Copy the listing again from the line that has "the black curtain" through the line that has "Annotate the pink", both included, keeping the requests unchanged. Multiply every x,y coordinate in the answers by 1.5 and round to whole numbers, with halves rounding up.

(Excerpts from a point labeling dataset)
* * *

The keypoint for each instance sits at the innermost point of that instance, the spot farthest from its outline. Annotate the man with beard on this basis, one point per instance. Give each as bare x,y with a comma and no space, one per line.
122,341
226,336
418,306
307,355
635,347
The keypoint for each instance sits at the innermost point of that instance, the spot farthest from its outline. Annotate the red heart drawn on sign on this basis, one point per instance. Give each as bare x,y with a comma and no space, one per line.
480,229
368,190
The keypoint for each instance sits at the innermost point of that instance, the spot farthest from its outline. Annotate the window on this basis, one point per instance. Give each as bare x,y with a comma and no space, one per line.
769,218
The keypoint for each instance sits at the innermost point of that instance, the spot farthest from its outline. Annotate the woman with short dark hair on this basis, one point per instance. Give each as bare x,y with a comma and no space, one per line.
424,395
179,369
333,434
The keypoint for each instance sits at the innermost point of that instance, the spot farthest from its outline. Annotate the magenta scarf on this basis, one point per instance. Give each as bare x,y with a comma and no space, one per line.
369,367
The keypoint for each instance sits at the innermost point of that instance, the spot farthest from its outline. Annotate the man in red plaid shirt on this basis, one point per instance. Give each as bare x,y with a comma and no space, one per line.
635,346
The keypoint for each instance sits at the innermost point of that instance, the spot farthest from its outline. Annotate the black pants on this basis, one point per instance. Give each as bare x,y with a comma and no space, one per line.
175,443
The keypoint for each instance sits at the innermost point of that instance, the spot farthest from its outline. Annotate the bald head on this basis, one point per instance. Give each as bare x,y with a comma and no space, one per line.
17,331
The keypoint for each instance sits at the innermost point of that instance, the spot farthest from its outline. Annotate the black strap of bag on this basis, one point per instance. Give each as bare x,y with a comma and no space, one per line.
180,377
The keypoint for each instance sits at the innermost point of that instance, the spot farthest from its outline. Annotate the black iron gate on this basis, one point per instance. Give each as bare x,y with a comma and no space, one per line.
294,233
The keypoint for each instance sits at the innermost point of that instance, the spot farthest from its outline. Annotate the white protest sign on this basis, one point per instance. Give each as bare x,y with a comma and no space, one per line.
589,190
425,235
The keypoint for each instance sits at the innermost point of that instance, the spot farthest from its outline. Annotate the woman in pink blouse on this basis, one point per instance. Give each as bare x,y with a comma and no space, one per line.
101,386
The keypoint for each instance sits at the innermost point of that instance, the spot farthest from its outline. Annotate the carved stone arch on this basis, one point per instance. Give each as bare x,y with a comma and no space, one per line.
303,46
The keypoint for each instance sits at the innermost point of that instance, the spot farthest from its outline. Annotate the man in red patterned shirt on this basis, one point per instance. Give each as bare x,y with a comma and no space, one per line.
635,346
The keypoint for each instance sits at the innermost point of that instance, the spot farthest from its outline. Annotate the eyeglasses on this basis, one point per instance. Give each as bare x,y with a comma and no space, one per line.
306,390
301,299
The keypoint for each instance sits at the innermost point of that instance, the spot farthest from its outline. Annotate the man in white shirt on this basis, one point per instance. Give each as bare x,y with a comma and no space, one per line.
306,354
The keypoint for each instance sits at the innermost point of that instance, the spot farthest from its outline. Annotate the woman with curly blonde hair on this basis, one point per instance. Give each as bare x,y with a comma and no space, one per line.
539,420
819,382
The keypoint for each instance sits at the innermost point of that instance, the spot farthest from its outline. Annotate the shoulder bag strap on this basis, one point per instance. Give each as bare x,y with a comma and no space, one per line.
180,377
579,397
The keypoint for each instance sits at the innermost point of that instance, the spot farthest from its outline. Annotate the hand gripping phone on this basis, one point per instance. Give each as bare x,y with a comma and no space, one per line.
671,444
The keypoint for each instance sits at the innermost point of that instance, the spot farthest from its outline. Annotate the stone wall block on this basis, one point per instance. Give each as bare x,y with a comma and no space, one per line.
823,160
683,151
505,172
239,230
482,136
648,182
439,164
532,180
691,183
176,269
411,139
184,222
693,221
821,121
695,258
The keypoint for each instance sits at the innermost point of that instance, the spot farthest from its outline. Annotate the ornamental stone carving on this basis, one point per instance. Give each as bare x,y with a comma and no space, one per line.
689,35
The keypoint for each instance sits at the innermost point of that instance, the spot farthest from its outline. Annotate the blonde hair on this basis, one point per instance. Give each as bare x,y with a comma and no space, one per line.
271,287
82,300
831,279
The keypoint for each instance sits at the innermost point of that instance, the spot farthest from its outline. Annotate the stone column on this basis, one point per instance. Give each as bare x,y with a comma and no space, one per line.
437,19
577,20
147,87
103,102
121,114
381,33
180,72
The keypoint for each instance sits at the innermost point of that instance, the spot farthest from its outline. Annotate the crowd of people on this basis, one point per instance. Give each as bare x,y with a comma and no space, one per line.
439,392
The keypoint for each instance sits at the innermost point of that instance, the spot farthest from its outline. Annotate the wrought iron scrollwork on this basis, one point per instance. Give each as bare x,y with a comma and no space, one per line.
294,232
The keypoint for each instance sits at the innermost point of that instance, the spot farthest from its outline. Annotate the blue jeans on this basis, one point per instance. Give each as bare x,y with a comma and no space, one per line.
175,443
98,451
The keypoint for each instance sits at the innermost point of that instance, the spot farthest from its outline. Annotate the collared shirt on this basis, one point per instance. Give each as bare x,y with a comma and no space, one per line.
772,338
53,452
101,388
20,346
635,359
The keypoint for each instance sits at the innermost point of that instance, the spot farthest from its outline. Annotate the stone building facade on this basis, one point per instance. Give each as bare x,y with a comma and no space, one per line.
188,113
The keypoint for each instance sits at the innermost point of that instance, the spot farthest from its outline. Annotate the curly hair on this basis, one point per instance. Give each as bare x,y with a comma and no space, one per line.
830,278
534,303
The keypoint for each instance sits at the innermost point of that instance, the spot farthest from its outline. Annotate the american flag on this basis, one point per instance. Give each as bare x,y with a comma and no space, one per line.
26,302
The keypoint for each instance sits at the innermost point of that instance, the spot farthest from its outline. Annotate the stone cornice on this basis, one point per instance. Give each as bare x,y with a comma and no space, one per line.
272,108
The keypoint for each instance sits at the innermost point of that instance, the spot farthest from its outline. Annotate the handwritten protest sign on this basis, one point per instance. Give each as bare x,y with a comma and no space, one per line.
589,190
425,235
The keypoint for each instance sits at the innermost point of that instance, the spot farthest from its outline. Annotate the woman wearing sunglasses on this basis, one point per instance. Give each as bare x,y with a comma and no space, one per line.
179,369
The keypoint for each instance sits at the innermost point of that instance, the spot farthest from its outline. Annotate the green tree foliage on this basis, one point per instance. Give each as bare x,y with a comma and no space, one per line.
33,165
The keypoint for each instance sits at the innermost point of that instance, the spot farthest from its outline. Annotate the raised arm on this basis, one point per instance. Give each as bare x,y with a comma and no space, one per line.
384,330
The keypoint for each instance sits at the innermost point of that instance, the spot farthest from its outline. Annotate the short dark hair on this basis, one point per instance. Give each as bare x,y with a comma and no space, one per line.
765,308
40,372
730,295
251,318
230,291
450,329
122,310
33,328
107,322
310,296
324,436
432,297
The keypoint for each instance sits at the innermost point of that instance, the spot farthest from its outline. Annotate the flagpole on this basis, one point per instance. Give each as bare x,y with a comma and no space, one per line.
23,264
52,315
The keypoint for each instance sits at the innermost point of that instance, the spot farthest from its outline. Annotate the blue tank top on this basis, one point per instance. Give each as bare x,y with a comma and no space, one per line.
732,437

* * *

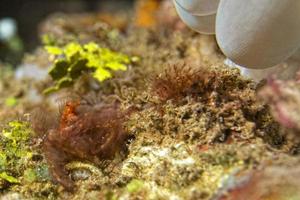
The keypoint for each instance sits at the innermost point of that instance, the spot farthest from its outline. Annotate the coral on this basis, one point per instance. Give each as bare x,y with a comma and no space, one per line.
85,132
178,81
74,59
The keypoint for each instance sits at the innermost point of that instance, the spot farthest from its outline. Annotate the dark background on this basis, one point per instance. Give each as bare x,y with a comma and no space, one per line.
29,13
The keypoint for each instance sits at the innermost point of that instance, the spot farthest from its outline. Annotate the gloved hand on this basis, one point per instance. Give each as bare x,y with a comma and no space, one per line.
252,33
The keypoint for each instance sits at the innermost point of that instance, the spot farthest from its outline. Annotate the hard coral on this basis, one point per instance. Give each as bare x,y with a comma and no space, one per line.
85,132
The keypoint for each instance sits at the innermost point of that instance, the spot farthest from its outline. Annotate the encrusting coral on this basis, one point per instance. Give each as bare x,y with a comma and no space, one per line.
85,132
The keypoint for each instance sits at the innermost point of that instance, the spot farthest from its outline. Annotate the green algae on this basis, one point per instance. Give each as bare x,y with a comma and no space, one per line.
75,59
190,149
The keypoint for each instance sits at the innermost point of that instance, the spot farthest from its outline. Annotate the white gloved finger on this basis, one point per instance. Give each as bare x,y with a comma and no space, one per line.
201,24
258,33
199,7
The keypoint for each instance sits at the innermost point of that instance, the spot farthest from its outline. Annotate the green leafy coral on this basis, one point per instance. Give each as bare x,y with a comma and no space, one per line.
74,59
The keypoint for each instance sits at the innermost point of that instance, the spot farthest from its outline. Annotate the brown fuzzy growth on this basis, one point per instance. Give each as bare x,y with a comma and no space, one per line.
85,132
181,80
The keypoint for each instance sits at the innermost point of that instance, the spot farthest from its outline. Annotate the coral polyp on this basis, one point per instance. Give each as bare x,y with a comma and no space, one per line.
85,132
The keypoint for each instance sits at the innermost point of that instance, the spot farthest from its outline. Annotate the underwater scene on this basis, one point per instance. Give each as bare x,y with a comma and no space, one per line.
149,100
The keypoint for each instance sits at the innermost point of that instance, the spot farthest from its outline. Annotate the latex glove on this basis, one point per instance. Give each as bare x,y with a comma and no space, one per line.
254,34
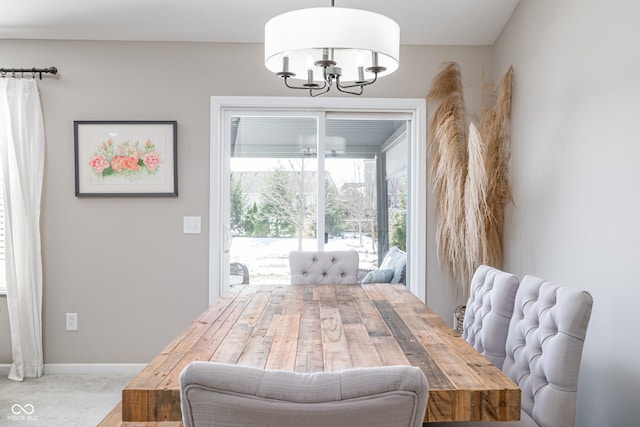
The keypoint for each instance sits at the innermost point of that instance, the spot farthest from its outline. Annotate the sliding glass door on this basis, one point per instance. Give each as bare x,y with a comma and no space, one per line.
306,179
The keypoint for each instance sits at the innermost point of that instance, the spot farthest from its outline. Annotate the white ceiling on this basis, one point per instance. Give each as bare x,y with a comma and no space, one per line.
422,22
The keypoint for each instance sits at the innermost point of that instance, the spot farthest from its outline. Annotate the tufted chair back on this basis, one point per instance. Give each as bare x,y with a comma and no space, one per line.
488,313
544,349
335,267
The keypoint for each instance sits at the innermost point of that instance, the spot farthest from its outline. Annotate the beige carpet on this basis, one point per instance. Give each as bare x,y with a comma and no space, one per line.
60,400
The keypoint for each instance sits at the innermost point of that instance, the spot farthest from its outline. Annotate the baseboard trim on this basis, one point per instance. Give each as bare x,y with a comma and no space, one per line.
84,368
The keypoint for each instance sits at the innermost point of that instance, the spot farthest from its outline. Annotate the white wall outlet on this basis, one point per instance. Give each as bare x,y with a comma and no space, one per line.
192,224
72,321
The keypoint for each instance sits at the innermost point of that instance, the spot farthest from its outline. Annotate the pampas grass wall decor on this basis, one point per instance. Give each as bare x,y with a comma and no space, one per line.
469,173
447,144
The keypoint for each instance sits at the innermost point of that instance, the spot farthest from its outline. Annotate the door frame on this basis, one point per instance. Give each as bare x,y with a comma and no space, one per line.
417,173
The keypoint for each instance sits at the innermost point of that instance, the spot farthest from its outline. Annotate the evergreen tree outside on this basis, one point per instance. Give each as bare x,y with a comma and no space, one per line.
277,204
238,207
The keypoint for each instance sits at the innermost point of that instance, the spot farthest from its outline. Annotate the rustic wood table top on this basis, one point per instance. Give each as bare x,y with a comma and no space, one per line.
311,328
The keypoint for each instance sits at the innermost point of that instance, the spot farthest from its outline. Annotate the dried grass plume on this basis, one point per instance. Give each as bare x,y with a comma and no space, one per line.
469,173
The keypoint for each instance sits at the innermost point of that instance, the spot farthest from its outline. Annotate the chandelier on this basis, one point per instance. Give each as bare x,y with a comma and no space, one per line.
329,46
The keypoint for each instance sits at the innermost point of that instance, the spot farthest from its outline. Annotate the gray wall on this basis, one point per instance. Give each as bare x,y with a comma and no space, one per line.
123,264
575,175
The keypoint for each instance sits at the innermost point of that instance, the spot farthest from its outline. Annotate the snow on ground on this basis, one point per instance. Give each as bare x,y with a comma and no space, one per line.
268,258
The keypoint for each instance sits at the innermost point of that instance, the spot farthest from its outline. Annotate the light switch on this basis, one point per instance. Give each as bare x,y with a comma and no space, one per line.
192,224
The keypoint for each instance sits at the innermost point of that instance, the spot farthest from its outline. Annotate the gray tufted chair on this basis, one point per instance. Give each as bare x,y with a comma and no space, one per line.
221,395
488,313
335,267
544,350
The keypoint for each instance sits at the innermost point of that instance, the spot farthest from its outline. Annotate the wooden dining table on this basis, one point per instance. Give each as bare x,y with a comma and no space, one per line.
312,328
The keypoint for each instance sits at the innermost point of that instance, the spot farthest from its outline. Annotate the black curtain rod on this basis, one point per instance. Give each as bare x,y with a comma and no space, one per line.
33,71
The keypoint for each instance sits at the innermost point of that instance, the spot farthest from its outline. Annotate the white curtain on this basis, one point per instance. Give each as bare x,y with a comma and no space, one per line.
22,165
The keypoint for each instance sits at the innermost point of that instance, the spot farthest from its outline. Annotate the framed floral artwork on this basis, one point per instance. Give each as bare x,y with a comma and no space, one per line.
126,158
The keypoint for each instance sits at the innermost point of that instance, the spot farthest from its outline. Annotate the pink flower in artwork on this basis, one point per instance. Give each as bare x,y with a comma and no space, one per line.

* * *

**Final answer**
The keypoint for each instance sits at the innermost point of that instance, the spot farthest from its outline. Annotate the black curtain rod on this basis, one point per instance. Give each as bare x,y with a comma and no space, one per line.
50,107
The keypoint for each instance sits at the innermost point of that instance, the spot farthest from its outline. Annotate the white curtain on this basis, one point per instance. Give each as bare x,y with a comma and no space, one per line.
33,248
The keypoint for each instance sits at the innermost point of that instance, the spot farthest from its outline. Annotate the framed floral artwork on this basis, one point per instance. Give each as bare x,y with a comma and no space, one per line.
189,237
The keypoint for each instance sits at the innermost point of that instance, the spot farthest from its outline. Annotate the pink flower in artwork on this basis, one point per instance. Give each as bare x,y with a comma and no space, one per line.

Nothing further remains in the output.